## Records supplied
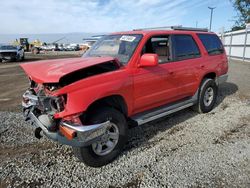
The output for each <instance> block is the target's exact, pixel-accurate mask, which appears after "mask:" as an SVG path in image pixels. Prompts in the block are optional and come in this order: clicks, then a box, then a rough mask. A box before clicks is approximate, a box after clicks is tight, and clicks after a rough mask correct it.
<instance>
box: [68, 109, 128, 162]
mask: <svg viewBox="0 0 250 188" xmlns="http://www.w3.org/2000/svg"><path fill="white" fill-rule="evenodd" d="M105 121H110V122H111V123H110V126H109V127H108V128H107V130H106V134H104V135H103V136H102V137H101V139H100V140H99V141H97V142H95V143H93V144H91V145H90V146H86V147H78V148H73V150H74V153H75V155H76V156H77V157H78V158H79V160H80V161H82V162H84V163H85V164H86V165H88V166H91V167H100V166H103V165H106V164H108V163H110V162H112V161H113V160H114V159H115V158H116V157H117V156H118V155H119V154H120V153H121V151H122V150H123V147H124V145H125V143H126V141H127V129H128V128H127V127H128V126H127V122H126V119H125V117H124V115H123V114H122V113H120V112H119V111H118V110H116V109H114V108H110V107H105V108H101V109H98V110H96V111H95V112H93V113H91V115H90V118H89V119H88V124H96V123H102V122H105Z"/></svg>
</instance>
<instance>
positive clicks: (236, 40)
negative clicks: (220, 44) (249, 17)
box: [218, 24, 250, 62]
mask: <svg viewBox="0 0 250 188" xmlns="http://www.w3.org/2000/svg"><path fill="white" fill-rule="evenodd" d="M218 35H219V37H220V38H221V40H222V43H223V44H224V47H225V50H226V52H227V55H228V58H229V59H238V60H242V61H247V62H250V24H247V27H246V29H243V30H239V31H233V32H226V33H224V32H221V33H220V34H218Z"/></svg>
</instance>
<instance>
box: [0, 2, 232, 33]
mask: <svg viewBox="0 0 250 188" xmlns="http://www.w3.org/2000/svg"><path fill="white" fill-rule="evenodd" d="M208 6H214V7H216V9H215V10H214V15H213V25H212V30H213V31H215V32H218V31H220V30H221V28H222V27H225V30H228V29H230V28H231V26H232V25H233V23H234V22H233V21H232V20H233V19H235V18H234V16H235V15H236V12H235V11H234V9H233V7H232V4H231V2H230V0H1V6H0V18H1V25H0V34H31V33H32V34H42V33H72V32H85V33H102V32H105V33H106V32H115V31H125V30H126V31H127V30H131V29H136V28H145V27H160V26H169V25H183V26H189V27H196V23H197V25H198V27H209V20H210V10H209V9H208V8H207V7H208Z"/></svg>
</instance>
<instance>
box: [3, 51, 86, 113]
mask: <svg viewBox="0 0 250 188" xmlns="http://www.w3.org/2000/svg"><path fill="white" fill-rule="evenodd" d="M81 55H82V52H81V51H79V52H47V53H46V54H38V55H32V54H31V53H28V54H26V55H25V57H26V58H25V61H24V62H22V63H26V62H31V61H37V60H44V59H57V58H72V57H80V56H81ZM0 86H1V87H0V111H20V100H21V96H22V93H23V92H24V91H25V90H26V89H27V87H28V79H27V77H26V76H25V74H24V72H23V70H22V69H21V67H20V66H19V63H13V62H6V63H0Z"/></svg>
--
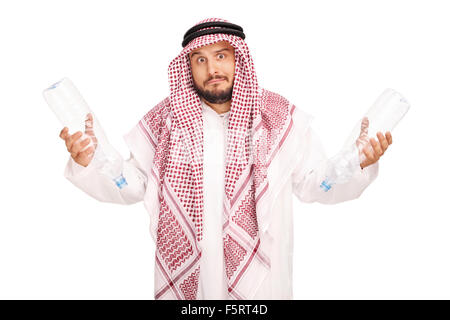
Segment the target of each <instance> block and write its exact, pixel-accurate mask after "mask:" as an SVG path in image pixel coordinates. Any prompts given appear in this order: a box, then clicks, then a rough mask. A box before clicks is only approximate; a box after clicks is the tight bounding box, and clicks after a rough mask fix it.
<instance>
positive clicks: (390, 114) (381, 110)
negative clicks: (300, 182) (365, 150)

## What the exercise asks
Please repeat the lines from the one containing "The output for" through the one containing "box: [68, 109, 128, 162]", inclusive.

## Response below
The output for each <instance> block is the target's exact, pixel-accurate mask, which appears after "mask:" as an SVG path in image pixels. Prompts in the block are optional and come in this order: clicks, then a box, then a rough mask. A box before clicks is approximate, a box after clicks is tight, and clicks after a rough mask correct it.
<instance>
box: [68, 109, 128, 162]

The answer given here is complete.